加水分解反応中に基質である食用油脂が酸化劣化することを防ぐために、予めトコフェロール等の酸化防止剤を基質に対して50〜1000ppm含有させることができる。
本発明の製造方法においては、含有されるモノグリセリドの量が0.1〜4質量%である油脂分解物、好ましくはモノグリセリドの含有量に加えて、含有されるモノオレインの量や脂肪酸組成中のオレイン酸の含有量、酸価が上記の範囲である油脂分解物が得られれば、任意の加水分解の手法をとることが出来るが、好ましくは下記工程(a)及び(b)を含むものである。
(a)油脂を加水分解し、油脂の加水分解物を得る工程。
(b)油脂の加水分解物を、モノグリセリド及び/又はジグリセリドを基質として認識するリパーゼを用いて、さらに加水分解する工程。
以下では(a)工程を経て得られるものを「トリグリセリド分解物」、(a)工程及び(b)工程を経て得られるものを「油脂分解物」と記載することとする。
尚、本発明におけるトリグリセリド分解物とは油脂を加水分解して得られるもののうち、含有されるモノグリセリドの量が4質量%超のものをさし、好ましくは、さらに酸価が5以上のものをさす。

=== データ記録 ===
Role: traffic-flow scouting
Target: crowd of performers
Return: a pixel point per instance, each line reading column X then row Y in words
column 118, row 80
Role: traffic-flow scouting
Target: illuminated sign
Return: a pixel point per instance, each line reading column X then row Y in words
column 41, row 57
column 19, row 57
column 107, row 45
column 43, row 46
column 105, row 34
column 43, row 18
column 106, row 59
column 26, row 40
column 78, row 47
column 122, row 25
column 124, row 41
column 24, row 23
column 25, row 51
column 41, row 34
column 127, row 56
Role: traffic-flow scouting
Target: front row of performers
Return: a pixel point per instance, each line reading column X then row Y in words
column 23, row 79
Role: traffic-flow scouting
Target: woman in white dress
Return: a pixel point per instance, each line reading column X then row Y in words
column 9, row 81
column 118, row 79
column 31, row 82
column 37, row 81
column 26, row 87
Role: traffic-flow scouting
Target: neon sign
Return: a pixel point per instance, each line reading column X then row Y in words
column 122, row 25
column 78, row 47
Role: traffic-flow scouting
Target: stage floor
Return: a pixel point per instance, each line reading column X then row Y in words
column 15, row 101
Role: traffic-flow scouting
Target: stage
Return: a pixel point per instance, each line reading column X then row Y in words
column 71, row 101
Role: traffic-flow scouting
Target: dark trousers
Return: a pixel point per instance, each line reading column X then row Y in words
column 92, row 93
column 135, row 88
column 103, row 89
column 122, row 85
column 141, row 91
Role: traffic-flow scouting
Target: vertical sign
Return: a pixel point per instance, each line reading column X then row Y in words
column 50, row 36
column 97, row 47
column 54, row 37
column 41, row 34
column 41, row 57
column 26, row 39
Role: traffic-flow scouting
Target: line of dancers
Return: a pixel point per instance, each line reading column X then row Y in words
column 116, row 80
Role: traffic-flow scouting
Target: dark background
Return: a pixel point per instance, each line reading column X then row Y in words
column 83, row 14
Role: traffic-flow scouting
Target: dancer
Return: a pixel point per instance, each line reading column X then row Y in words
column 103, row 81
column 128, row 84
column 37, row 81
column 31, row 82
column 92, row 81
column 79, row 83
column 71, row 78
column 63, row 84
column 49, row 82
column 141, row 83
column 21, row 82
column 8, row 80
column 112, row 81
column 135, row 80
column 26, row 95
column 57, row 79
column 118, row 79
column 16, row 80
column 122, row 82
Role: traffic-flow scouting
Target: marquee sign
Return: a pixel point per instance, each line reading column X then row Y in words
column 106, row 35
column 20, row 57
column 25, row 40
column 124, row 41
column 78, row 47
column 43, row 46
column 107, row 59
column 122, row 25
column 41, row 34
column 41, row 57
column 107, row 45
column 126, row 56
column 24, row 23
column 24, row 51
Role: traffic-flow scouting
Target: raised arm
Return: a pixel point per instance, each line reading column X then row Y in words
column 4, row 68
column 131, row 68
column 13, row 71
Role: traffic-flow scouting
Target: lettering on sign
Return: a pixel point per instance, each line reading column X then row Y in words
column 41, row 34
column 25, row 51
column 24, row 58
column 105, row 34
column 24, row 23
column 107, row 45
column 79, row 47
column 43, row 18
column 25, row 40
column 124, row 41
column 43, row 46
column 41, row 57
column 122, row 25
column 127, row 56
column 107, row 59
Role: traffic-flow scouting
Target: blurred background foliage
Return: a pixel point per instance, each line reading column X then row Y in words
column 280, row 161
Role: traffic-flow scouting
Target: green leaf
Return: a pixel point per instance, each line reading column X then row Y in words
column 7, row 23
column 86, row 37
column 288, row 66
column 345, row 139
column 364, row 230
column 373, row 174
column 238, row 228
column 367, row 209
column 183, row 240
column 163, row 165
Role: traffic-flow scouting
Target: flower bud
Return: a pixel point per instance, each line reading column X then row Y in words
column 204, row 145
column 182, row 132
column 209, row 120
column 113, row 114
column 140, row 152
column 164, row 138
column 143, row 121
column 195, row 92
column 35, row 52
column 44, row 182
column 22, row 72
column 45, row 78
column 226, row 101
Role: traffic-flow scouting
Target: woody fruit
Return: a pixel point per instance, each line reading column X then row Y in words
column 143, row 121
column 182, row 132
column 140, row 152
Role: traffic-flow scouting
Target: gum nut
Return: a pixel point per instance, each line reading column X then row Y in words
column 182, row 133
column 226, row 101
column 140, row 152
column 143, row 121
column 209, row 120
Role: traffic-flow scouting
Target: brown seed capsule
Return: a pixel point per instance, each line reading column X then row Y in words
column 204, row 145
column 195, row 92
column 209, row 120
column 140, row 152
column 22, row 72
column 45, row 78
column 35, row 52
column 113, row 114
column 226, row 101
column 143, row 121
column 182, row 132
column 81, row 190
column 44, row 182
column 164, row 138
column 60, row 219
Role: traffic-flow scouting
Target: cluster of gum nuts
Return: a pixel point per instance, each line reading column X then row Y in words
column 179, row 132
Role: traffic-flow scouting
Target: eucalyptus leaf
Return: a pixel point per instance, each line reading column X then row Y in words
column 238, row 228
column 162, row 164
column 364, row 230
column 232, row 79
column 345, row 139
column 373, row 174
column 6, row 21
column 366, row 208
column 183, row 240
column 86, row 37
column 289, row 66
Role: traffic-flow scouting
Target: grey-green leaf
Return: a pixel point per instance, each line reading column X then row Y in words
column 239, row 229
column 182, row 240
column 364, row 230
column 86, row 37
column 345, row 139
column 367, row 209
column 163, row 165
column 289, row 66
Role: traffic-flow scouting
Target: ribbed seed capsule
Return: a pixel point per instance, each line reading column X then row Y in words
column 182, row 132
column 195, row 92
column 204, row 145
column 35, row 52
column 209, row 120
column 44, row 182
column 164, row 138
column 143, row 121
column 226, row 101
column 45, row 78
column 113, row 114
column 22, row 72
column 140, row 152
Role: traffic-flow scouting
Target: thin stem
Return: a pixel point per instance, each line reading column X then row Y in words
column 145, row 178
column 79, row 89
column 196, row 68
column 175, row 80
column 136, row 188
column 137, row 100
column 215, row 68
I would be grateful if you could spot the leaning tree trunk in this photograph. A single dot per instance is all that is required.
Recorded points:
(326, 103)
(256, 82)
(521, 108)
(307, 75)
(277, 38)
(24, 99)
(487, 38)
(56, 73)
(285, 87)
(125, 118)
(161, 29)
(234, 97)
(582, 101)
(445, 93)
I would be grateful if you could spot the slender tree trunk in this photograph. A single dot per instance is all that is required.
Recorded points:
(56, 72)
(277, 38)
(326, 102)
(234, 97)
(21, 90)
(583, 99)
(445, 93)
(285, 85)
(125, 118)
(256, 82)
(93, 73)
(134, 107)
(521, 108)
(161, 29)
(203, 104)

=== 課題 ===
本文で「任意の加水分解の手法をとることが出来る」を含む文を読み、得られる油脂分解物について量や値が挙げられている項目をすべて書き出せ。

=== 解答 ===
- モノグリセリドの量(0.1〜4質量%)
- モノオレインの量
- 脂肪酸組成中のオレイン酸の含有量
- 酸価